What you need to do ▸
Reproduce, unchanged, the rows starting with the line that contains "For the image above, mark every wrinkled" and going on through the line that contains "[436, 184, 488, 237]", with both of those lines included and nothing else added.

Information supplied ▸
━━━
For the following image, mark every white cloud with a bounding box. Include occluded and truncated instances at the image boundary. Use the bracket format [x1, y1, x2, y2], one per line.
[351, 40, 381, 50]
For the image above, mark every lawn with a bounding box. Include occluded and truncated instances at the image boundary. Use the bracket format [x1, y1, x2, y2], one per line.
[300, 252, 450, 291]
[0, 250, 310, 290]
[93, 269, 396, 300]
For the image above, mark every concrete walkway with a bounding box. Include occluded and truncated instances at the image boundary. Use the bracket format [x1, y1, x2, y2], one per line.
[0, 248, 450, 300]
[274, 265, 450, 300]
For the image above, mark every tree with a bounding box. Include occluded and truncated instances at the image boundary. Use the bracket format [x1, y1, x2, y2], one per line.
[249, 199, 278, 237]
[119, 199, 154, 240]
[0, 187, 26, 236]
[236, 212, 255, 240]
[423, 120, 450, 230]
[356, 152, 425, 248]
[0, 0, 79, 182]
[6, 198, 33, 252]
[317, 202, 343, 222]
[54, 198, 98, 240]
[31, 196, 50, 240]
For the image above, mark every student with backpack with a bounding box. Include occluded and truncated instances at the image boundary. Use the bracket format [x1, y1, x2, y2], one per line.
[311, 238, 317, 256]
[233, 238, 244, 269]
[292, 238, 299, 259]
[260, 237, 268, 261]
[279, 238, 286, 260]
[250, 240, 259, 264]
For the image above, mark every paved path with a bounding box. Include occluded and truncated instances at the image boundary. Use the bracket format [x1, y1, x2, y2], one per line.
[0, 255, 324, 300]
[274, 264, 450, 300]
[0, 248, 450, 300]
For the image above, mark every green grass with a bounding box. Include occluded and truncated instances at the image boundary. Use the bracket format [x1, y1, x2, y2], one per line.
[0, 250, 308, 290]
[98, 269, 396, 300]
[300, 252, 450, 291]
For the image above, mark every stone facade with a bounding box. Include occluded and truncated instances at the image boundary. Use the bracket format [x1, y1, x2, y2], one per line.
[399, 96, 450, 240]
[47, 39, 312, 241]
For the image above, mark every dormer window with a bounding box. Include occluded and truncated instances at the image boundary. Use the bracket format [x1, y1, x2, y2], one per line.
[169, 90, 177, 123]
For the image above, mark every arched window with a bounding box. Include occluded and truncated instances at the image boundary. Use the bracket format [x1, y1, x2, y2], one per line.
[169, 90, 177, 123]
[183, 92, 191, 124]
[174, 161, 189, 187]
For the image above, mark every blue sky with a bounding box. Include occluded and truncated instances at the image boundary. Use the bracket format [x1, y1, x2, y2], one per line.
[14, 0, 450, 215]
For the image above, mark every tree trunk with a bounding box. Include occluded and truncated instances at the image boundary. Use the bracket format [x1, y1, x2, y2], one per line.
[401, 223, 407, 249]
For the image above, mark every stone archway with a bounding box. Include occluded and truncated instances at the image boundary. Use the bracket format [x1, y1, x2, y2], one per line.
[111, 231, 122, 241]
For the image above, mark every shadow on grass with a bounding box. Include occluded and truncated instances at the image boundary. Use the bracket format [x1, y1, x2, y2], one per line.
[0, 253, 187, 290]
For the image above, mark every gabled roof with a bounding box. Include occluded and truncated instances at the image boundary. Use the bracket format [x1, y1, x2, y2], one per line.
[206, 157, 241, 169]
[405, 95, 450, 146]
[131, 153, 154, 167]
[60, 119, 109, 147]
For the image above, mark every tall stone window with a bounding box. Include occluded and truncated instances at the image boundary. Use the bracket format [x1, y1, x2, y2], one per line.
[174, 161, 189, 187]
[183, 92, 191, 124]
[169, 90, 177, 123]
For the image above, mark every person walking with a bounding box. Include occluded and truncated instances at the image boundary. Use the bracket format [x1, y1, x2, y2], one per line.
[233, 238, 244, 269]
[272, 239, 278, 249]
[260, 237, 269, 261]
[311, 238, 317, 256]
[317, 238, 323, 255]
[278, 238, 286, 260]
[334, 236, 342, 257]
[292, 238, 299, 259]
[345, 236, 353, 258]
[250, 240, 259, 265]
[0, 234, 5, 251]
━━━
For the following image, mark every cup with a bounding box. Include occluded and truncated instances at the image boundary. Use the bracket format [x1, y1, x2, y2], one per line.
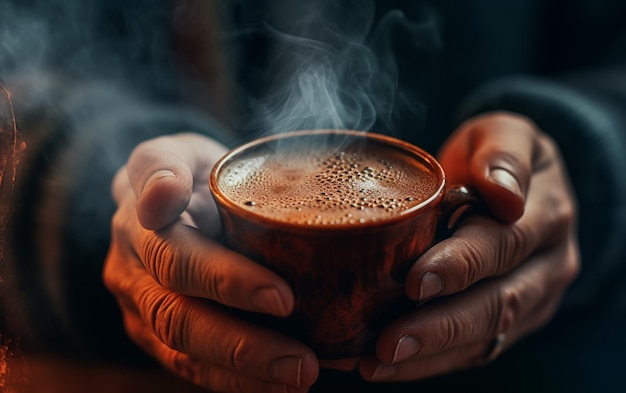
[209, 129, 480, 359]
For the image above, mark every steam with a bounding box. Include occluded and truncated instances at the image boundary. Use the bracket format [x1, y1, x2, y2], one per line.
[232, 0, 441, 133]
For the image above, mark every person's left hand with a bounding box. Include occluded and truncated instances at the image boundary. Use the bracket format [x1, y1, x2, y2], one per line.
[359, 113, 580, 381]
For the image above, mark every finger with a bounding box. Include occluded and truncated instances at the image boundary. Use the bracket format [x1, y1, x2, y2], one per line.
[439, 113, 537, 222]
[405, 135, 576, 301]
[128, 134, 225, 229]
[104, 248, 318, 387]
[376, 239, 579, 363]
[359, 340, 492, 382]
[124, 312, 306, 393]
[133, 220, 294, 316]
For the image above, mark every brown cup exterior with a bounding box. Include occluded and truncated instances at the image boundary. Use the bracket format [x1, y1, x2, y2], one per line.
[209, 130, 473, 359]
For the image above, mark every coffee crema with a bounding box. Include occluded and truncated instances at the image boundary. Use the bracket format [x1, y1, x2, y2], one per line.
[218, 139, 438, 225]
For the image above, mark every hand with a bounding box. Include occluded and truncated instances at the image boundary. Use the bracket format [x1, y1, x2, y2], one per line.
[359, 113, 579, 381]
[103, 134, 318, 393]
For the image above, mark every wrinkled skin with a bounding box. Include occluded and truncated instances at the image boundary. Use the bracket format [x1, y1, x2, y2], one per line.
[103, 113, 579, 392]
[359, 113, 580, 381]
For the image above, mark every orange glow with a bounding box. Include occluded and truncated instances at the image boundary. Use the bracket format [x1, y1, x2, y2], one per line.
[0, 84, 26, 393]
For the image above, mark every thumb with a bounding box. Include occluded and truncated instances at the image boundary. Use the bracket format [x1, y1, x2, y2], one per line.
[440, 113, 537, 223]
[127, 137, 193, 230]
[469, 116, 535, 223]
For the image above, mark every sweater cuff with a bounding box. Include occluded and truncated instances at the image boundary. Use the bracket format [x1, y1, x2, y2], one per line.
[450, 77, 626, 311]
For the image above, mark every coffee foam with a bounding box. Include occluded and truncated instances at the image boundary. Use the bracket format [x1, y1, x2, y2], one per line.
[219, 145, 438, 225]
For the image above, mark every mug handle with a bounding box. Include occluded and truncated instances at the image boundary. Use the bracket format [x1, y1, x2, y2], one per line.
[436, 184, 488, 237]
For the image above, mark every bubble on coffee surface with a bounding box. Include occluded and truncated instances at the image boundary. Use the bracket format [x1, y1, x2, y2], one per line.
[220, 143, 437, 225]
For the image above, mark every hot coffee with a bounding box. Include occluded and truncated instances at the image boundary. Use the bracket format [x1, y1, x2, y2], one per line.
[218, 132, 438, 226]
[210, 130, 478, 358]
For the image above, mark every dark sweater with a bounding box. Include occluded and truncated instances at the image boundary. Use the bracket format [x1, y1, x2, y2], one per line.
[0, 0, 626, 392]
━━━
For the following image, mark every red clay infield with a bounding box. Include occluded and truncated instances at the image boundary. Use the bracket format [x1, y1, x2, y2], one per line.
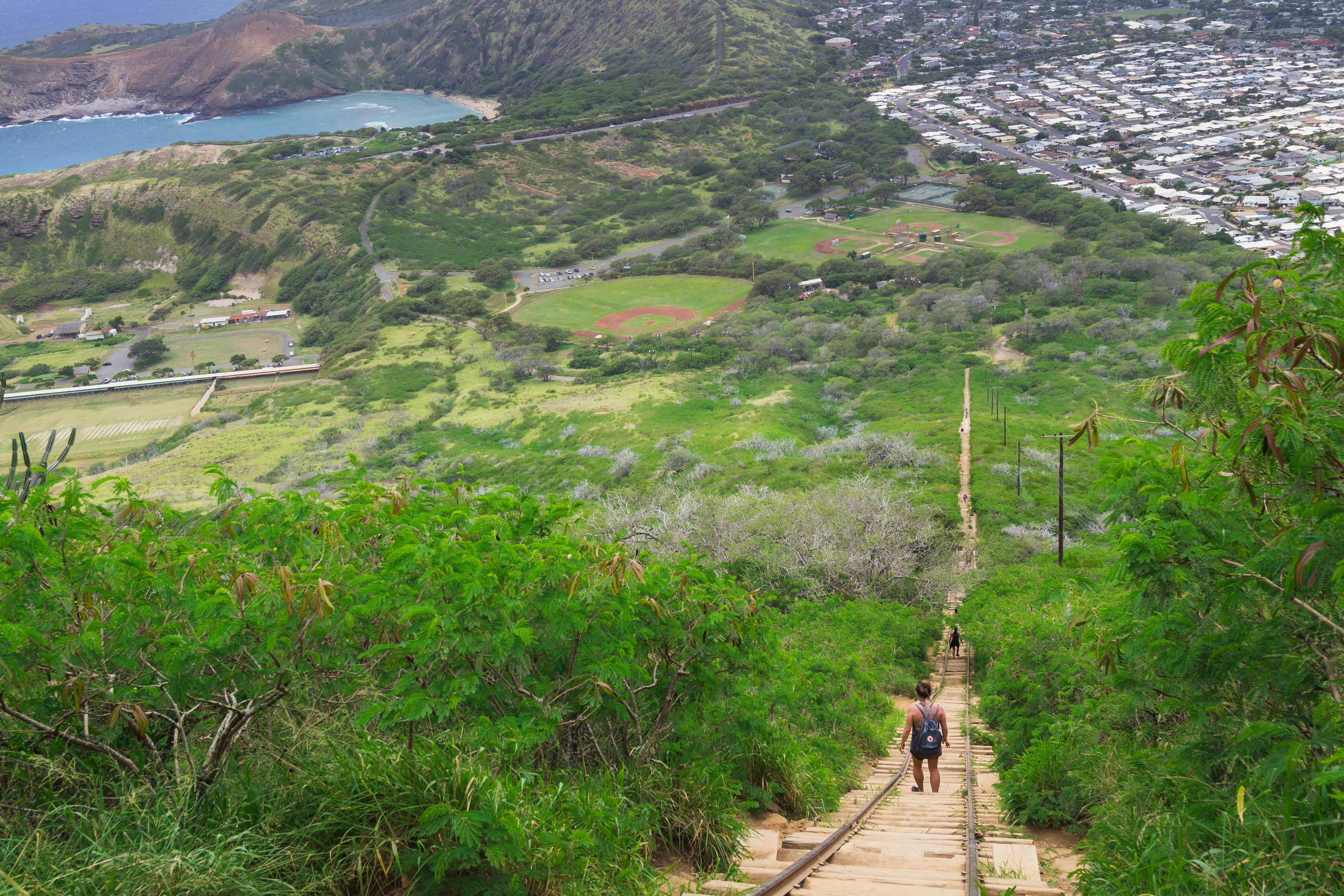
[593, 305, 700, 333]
━━━
Result ▸
For the image above, mark every wrinkled skin with a bounding box. Include occluded and truncated instances at the image boundary. Use the bracket format [x1, y1, x2, y2], one per line.
[103, 113, 579, 392]
[359, 113, 580, 381]
For the image above, mark every orange glow with a bounding box. Include occluded and truncated instances at the image boundary. Use the bracket format [x1, y1, x2, y2], one per line.
[0, 84, 26, 393]
For the image above, mark every thumb with a bounding box. Include occluded and truncated instances at the image boundary. Use the bracket format [x1, y1, x2, y2], one per line.
[440, 113, 537, 223]
[127, 137, 193, 230]
[469, 116, 535, 223]
For the image above, mark every sweater cuff with a bounding box. Include occluded and truncated instances at the image boundary. Use the bracket format [x1, y1, x2, y2], one per line.
[450, 77, 626, 311]
For the image above, mark every coffee foam with a bounding box. Include occluded and truncated instances at the image boundary. Use the bracket format [x1, y1, x2, y2], one per line.
[219, 145, 438, 225]
For the image above, mark every mug handle with a bounding box. Include occluded and truncated instances at the image boundary. Use the bracket format [x1, y1, x2, y2], one per line.
[436, 184, 488, 237]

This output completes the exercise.